* What to do
a) List every value the physician enters for the patient, according to the cervical cancer screening excerpt.
b) In the cervical cancer screening excerpt, what prognosis does the neural network estimate for the example patient?

* Source extract
--------

The information here is propagated forward through the scaling layer, the perceptron layers, and the de-scaling layer.
The following figure shows the use of the neural network for decision support within the Neural Designer software. This consists of the physician entering the values corresponding to the patient: age, cytological result, HPV type, cervical biopsy result, and positivity or not for p16.

Once we enter the previous values, the program produces a table with the prognosis calculated for that patient, as shown in the following table.

The patient would be 39, ASC-US cytology, HPV 16, CIN II biopsy, and P16/KI67 positive.
The PROGNOSIS estimated by the neural network for that patient would be 1.95, corresponding to a CIN II.

Conclusions

Concerning the results obtained, and always bearing in mind the limitations of a study of this nature, we draw the following conclusions:

The demographic and epidemiological characteristics of the women participating in the cervical cancer screening program in the Palencia Health Area are similar to those identified in the national and regional context:
- Women residing in Palencia (Spain)
- 24 to 64 years of age
- With sexual relations
- With gynecological symptoms
Applying an artificial neural network in the cervical pathology unit based on a population-based cervical cancer screening program, we can identify relevant variables for classifying the participating women already in the unit.
In our study, the neural network model applied is the Multilayer Perceptron, as it is the one that best suits our prognostic needs. This type of neural network is widely used in the medical field.

--------

* Entries provided
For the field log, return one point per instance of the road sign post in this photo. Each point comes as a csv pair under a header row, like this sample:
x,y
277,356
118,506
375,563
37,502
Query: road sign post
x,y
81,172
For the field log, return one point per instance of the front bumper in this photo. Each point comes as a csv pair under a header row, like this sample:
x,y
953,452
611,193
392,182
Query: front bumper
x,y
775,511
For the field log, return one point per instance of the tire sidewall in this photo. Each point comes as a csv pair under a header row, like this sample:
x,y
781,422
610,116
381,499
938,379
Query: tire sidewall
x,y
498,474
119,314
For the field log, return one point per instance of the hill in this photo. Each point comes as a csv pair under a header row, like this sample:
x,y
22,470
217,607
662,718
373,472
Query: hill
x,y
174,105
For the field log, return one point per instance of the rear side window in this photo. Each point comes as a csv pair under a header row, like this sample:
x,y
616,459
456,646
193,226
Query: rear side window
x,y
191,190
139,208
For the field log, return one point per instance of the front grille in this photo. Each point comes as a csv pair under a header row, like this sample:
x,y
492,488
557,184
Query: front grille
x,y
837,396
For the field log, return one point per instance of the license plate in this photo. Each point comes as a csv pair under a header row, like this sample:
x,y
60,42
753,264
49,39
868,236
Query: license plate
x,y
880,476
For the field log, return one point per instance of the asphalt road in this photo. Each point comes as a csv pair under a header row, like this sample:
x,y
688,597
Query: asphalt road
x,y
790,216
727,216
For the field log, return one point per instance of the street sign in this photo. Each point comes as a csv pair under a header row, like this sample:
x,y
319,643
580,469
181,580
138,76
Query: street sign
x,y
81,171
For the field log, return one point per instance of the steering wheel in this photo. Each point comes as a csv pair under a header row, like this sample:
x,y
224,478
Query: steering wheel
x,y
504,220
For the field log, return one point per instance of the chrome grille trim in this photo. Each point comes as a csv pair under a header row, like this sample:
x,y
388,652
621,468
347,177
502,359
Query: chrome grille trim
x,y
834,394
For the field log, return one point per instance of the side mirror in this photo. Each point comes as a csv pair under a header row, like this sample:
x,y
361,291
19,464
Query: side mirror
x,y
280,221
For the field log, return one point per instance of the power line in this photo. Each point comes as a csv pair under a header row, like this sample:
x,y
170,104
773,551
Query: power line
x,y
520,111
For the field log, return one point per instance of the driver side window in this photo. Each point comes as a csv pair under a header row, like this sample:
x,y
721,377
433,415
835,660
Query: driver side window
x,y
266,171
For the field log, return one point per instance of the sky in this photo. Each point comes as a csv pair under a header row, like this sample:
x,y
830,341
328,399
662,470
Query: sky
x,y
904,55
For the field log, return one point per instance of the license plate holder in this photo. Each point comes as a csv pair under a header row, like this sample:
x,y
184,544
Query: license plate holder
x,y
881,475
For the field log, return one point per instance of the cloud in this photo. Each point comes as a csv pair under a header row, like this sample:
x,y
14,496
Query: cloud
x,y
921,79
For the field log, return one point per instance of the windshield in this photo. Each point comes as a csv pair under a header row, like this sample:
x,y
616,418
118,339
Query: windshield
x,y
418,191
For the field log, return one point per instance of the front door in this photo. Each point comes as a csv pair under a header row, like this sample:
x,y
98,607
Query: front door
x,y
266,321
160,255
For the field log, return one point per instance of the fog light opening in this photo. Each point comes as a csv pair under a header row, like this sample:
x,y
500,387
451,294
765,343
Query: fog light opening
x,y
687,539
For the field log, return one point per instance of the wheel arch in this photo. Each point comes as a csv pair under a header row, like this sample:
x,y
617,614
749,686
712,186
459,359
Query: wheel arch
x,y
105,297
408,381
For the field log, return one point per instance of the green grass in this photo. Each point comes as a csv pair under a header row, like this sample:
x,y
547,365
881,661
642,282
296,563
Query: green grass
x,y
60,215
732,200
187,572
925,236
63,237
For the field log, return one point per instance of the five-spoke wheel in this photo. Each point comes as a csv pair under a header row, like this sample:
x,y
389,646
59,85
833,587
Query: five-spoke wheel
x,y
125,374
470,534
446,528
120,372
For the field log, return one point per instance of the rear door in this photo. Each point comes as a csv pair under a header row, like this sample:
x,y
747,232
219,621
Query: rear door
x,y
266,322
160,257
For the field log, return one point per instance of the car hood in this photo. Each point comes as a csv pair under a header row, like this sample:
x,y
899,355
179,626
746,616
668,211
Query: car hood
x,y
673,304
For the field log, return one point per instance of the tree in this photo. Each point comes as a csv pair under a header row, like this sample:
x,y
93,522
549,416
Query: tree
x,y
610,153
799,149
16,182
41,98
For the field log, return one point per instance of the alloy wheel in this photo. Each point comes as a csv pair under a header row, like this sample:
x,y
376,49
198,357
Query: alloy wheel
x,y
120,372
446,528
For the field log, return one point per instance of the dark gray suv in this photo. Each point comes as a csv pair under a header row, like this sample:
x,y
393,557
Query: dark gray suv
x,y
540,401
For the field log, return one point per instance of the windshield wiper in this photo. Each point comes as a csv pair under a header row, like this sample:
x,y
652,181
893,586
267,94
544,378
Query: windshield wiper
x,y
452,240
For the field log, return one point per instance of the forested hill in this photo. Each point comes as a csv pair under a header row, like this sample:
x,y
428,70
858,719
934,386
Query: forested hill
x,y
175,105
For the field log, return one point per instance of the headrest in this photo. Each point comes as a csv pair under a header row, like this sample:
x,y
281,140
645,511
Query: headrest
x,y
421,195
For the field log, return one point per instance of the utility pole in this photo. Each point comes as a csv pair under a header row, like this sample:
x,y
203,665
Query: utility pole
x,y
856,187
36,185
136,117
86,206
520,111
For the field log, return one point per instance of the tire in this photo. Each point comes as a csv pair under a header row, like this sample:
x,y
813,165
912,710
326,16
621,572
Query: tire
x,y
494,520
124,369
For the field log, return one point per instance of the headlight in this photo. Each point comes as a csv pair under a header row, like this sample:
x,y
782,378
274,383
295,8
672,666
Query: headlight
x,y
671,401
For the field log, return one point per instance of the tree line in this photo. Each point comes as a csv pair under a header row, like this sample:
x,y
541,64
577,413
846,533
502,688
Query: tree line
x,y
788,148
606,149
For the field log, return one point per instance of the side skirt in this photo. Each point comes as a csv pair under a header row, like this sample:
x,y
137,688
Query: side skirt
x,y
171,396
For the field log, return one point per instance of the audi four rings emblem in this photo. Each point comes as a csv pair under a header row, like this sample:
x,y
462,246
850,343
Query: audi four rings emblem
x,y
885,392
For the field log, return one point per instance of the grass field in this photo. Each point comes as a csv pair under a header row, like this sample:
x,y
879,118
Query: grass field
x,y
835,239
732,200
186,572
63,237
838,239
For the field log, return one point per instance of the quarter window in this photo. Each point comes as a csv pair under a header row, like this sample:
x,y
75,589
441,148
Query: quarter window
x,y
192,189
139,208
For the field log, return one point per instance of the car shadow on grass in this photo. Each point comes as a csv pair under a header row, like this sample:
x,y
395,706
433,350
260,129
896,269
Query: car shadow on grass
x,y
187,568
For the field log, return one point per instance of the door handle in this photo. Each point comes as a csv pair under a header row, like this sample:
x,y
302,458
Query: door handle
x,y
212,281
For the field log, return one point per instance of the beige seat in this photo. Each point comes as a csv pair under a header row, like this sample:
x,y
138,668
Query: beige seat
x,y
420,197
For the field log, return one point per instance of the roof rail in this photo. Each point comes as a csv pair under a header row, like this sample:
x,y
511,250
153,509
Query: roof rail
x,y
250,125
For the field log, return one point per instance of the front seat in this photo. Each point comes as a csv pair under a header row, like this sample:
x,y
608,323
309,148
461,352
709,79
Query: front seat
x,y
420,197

--------

* Task responses
a)
- Age
- Cytological result
- HPV type
- Cervical biopsy result
- Positivity or not for p16

b) 1.95, corresponding to a CIN II.